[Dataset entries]

BEGIN

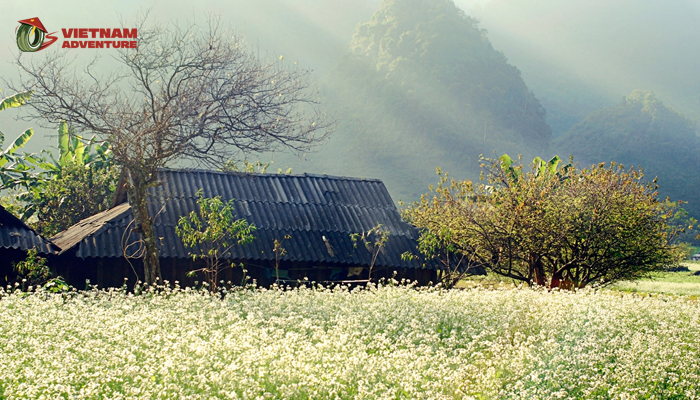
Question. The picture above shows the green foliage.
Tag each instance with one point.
(211, 233)
(374, 240)
(552, 226)
(33, 268)
(422, 85)
(251, 167)
(641, 131)
(14, 171)
(76, 185)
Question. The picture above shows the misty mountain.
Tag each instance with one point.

END

EXERCISE REQUIREMENTS
Give the data again exactly as written, with all pictures left out.

FINISHED TASK
Question. The picture above shows the green foliage.
Tag each instance with one point.
(211, 233)
(374, 240)
(552, 226)
(33, 268)
(422, 85)
(251, 167)
(641, 131)
(14, 171)
(76, 185)
Question. The picture above shows the misty mountain.
Tag each instance with one point.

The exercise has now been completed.